EXERCISE DETAILS:
Taking the line with "Practice step: locate the green" as the first and the last line of the entries as the final one, copy that span exactly.

___ DATA TO USE ___

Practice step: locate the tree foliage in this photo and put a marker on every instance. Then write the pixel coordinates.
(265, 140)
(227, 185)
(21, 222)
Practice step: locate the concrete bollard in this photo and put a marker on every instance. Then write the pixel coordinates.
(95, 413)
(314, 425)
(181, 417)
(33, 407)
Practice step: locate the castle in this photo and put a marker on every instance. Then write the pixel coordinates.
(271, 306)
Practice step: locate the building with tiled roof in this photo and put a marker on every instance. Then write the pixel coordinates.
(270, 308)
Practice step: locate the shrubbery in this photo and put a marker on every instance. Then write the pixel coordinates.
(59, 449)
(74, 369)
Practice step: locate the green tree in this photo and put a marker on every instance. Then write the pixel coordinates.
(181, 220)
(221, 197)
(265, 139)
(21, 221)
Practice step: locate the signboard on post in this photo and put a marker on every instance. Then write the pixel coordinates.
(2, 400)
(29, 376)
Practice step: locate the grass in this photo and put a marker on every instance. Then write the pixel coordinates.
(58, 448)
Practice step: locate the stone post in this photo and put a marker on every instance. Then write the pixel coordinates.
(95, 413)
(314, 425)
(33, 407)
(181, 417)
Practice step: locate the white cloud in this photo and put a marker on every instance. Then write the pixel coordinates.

___

ANSWER TO THIS EXERCISE:
Practice step: locate the green tree in this photo and put a marker on every instance. Then write the pixel coordinates.
(181, 220)
(221, 197)
(265, 139)
(21, 221)
Practice step: locate the signboard on post in this photo and put a marker on every instance. Then write the pixel coordinates.
(2, 400)
(29, 376)
Practice step: locate the grass in this photo and put a marker on every instance. Then write the pixel coordinates.
(58, 448)
Practice step: locate the stone post in this photo and put a marker on every instance. Then write the pixel coordinates.
(95, 413)
(314, 425)
(33, 407)
(181, 417)
Practice step: locate the white cloud in this photo and put a marker on every instance. Then write the pixel coordinates.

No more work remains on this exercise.